Feature flags were our initial solution to both efforts. This worked well enough for our analytics use case. Our customer success team attaches an account to the feature flag, and the account can view the new report. Cracks started showing in this approach when applied to our search effort.

Let's say we added four new filters to search. That is four new feature flags to create, not a terrible burden from a coding standpoint. But our poor customer success team... They now have to go account by account and flip four new switches to make sure the account has access to the search filters granted to them by their subscription. Yuck...

Role-based Access Control to the Rescue!

During one of our hack weeks, I had tinkered with the Zend Permissions RBAC package without a solid use case in mind. It was just an interesting concept that crossed my path at the time. Now, it seemed a perfect use case for it was in front of me. Before we dive into details, we should first answer an important question.

What is role-based access control (RBAC)?

....

#### Given exercise 1
Quote every sentence in the RBAC excerpt that contains the word "four."
#### Given exercise 2
Please output the part of the RBAC excerpt starting with "During one of" and going on through "an important question.".
The data comes from a different source than the text above.

(Excerpts of location labeling data)

....

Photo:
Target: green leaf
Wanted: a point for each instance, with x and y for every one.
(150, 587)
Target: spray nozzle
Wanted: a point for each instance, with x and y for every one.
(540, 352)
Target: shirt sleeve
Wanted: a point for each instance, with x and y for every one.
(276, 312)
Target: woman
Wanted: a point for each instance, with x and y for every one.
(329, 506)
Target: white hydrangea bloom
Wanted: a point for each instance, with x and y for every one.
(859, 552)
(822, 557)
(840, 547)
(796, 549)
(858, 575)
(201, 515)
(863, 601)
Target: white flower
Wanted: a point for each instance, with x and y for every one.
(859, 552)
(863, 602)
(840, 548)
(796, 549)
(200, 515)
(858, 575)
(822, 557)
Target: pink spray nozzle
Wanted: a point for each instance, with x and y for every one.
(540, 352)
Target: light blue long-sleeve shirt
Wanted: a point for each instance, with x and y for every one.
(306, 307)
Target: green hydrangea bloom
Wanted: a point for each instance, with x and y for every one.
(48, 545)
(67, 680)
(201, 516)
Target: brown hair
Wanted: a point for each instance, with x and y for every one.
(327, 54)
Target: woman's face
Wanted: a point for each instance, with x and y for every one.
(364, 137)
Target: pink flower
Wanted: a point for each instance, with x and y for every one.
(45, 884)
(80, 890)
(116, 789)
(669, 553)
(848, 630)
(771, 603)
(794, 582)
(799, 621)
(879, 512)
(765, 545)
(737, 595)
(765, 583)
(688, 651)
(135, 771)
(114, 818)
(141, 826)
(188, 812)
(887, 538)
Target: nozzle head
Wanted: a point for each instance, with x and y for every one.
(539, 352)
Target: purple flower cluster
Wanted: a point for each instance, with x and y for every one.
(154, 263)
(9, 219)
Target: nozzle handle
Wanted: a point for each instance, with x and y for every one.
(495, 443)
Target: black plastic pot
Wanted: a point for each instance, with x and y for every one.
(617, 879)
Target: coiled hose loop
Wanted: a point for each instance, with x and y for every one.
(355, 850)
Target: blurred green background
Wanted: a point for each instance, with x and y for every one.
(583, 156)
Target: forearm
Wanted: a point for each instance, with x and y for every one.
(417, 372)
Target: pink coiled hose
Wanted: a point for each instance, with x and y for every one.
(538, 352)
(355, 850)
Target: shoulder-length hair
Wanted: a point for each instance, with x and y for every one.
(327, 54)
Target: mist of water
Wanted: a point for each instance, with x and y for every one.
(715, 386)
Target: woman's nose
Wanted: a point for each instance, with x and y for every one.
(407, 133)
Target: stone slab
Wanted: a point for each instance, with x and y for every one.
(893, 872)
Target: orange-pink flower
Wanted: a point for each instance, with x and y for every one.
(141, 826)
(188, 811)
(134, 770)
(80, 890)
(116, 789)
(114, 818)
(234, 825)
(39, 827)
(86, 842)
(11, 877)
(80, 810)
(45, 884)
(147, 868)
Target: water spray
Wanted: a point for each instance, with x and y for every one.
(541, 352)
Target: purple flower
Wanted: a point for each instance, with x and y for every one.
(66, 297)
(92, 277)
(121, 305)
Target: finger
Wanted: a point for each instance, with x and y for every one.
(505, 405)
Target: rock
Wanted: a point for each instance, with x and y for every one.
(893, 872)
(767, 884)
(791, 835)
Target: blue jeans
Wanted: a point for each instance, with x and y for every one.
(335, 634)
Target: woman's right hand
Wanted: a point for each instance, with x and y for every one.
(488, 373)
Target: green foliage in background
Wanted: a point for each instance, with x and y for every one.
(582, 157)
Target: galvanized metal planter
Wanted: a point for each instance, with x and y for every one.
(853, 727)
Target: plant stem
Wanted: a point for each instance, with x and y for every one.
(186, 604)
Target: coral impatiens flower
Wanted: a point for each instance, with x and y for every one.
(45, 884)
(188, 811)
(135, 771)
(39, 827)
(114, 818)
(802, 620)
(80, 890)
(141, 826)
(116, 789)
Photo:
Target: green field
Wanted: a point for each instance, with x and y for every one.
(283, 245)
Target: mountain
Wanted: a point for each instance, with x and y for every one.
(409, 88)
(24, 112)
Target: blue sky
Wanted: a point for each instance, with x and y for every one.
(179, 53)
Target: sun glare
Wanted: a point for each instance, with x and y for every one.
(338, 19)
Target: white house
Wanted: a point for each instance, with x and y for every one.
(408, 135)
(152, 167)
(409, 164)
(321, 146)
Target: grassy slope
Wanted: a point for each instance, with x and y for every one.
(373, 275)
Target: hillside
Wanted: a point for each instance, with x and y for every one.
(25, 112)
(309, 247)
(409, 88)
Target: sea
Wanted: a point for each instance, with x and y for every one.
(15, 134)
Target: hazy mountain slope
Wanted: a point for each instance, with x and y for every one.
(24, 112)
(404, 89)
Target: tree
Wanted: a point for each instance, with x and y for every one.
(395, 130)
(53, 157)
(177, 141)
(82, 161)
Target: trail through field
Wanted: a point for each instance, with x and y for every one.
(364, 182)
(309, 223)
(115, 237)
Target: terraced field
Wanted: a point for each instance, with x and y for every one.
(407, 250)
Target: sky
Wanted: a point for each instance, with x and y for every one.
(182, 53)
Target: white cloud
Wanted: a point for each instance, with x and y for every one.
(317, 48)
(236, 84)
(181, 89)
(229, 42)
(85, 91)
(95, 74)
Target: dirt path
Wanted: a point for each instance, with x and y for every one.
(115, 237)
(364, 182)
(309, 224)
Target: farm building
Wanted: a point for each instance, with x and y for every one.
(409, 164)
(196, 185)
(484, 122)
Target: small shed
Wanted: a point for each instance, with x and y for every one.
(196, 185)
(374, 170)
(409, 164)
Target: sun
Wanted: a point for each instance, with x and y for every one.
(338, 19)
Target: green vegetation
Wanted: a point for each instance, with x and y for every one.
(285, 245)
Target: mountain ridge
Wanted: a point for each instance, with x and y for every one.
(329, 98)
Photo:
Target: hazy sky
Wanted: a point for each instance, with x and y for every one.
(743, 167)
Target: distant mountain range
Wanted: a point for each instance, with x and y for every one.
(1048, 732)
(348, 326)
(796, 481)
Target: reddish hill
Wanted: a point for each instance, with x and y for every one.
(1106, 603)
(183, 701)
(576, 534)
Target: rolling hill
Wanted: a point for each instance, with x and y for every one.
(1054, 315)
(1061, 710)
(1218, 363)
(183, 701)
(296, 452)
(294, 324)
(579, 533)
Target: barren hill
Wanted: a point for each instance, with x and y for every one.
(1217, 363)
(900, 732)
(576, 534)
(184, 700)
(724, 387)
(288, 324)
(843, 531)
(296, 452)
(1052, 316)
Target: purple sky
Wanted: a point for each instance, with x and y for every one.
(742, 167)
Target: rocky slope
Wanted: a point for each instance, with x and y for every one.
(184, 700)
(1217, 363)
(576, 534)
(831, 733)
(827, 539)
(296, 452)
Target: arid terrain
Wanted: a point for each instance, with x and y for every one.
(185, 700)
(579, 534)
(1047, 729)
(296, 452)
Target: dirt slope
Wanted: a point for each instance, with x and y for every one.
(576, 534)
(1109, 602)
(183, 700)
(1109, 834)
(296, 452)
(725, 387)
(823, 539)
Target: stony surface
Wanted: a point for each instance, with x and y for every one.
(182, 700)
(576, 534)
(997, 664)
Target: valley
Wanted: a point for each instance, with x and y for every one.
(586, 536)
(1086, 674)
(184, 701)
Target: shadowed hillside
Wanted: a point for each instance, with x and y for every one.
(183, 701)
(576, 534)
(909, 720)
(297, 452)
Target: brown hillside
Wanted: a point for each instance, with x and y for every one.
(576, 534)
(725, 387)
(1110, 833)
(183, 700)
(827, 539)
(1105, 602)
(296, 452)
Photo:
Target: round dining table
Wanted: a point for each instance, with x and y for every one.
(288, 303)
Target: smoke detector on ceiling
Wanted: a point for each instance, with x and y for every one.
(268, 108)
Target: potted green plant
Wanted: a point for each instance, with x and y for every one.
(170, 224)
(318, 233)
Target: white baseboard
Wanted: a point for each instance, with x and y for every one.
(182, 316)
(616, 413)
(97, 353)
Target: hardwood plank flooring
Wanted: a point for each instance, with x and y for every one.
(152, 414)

....

#### Worked solution 1
Let's say we added four new filters to search.
That is four new feature flags to create, not a terrible burden from a coding standpoint.
They now have to go account by account and flip four new switches to make sure the account has access to the search filters granted to them by their subscription.

#### Worked solution 2
During one of our hack weeks, I had tinkered with the Zend Permissions RBAC package without a solid use case in mind. It was just an interesting concept that crossed my path at the time. Now, it seemed a perfect use case for it was in front of me. Before we dive into details, we should first answer an important question.